↓↓↓

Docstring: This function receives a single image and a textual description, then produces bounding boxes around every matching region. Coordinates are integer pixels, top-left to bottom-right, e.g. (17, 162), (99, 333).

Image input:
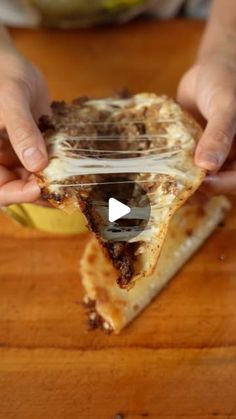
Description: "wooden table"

(0, 21), (236, 419)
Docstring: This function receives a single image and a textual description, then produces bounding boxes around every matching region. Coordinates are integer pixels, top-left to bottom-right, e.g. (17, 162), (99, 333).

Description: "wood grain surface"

(0, 21), (236, 419)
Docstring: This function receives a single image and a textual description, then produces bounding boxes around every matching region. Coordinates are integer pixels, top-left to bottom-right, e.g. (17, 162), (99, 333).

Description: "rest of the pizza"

(81, 193), (230, 333)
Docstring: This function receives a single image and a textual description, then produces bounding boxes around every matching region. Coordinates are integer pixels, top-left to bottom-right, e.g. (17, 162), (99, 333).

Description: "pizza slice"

(38, 93), (205, 288)
(81, 193), (231, 333)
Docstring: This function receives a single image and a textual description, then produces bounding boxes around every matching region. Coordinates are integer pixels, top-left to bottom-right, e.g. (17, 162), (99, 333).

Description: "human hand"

(177, 56), (236, 194)
(0, 51), (50, 206)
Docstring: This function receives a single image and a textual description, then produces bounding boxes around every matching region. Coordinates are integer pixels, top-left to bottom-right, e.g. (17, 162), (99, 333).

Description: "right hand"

(0, 52), (50, 206)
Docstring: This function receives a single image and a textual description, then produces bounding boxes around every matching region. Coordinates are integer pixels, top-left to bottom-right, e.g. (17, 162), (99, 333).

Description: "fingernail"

(204, 175), (218, 183)
(197, 153), (220, 170)
(26, 179), (40, 196)
(23, 147), (44, 170)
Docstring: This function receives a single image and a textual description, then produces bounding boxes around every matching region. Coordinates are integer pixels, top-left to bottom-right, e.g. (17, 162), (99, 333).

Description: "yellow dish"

(6, 204), (87, 235)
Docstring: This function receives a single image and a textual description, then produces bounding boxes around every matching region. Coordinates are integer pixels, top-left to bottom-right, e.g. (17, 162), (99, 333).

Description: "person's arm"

(0, 26), (49, 206)
(178, 0), (236, 193)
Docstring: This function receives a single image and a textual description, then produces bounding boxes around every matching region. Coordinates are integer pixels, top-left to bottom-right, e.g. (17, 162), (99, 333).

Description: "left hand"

(177, 57), (236, 194)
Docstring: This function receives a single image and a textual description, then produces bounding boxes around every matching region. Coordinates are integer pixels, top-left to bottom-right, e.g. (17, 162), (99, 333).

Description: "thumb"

(195, 93), (236, 171)
(0, 86), (47, 172)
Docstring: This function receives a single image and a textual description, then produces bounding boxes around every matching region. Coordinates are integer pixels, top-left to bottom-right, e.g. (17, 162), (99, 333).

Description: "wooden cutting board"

(0, 21), (236, 419)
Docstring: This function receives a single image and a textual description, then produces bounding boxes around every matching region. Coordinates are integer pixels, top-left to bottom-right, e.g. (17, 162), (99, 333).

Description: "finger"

(0, 167), (40, 206)
(0, 83), (47, 172)
(195, 95), (236, 171)
(202, 170), (236, 195)
(0, 138), (20, 168)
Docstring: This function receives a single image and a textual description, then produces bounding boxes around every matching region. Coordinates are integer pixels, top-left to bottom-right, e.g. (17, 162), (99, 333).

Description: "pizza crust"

(81, 193), (231, 333)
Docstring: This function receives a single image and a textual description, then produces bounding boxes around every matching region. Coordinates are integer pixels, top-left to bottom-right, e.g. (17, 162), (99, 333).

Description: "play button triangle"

(108, 198), (131, 223)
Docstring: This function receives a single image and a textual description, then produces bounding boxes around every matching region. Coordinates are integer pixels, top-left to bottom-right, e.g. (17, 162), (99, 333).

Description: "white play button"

(108, 198), (131, 223)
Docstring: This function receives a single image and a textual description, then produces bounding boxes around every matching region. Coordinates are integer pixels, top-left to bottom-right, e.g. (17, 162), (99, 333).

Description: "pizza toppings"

↑↑↑

Please turn the entries above into a numbered list, one line per item, skipping blank lines and leaving out the pictures.

1. Docstring: This function receives a single image and a textual description, then produces bounding boxes around every matching region. Coordinates are integer pixels, top-left to bottom-right, e.g. (17, 162), (99, 333).
2. Image input:
3. Description: "wooden table"
4. (0, 21), (236, 419)
5. Docstring: This function receives a single image and a textual description, then produces bounding boxes around every matching region. Coordinates are integer pixels, top-left to bottom-right, e.g. (17, 162), (99, 333).
6. Description: "wood grain surface"
7. (0, 21), (236, 419)
8. Docstring: This function receives a single image and a textual description, then produces bounding boxes around every matching region. Coordinates are integer pixels, top-left to bottom-right, e.g. (17, 162), (99, 333).
9. Description: "rest of the pizza"
10. (81, 193), (230, 333)
11. Docstring: This function receives a single image and a textual description, then produces bounding boxes around every matching region. Coordinates are integer pixels, top-left to bottom-right, e.g. (17, 162), (99, 333).
12. Description: "pizza slice"
13. (38, 93), (205, 288)
14. (81, 193), (231, 333)
15. Docstring: This function receives a single image and a textual description, then produces bounding boxes around every matching region. Coordinates are integer pixels, top-left to bottom-right, e.g. (17, 162), (99, 333).
16. Description: "human hand"
17. (177, 56), (236, 194)
18. (0, 51), (50, 206)
19. Docstring: This function receives a single image and a textual description, then produces bounding boxes around every matching region. Coordinates are integer pixels, top-left to bottom-right, e.g. (17, 162), (99, 333).
20. Description: "right hand"
21. (0, 52), (50, 206)
22. Docstring: This function receives a single image and a textual description, then produces bounding boxes around every matching region. Coordinates are integer pixels, top-left to bottom-right, e.g. (17, 162), (99, 333).
23. Description: "fingernail"
24. (204, 175), (218, 183)
25. (197, 153), (220, 170)
26. (26, 179), (40, 196)
27. (23, 147), (44, 170)
28. Docstring: This function receives a single image and a textual description, then produces bounding boxes around every matching region. Coordinates are integer pixels, top-left to bottom-right, e.g. (17, 162), (99, 333).
29. Description: "yellow dish"
30. (6, 204), (87, 235)
31. Docstring: This function receives a single image and a textual description, then produces bounding boxes around every matching region. Coordinates are integer pixels, top-left to bottom-right, e.g. (17, 162), (99, 333).
32. Description: "person's arm"
33. (0, 26), (49, 206)
34. (178, 0), (236, 193)
35. Docstring: This function receives a single image and a textual description, then produces bounding boxes around every matching region. Coordinates are integer pixels, top-left to bottom-right, e.g. (17, 162), (99, 333).
36. Description: "left hand"
37. (177, 57), (236, 194)
38. Docstring: This function receives a single image and a textual description, then produces bounding boxes around every matching region. Coordinates are integer pixels, top-left to bottom-right, e.g. (17, 162), (99, 333).
39. Description: "thumb"
40. (195, 93), (236, 171)
41. (0, 86), (47, 172)
42. Docstring: This function receives a single image and a textual description, then produces bounding boxes around every matching region. Coordinates are integer pixels, top-left to bottom-right, e.g. (17, 162), (99, 333).
43. Description: "wooden cutting board"
44. (0, 21), (236, 419)
45. Docstring: This function receives a single image and a textual description, then produces bounding boxes around every matching region. Coordinates are integer pixels, top-left to bottom-right, e.g. (17, 162), (99, 333).
46. Description: "finger"
47. (0, 167), (40, 206)
48. (0, 83), (47, 172)
49. (195, 95), (236, 171)
50. (202, 170), (236, 195)
51. (0, 138), (20, 168)
52. Docstring: This function receives a single image and a textual description, then produces bounding boxes around every matching region. Coordinates are integer pixels, top-left to bottom-right, e.g. (17, 162), (99, 333).
53. Description: "pizza crust"
54. (81, 193), (231, 333)
55. Docstring: This function receives a single image and a textual description, then produces bounding boxes around every matching region. Coordinates are integer pixels, top-left to bottom-right, e.g. (17, 162), (99, 333).
56. Description: "play button triangle"
57. (108, 198), (131, 223)
58. Docstring: This function receives a single image and a textual description, then produces bounding boxes around every matching region. Coordinates are integer pixels, top-left to bottom-right, e.g. (17, 162), (99, 333).
59. Description: "white play button"
60. (108, 198), (131, 223)
61. Docstring: This function receives a single image and a textual description, then produces bounding boxes around every matching region. Coordinates are integer pixels, top-left to bottom-right, e.g. (17, 162), (99, 333).
62. Description: "pizza toppings"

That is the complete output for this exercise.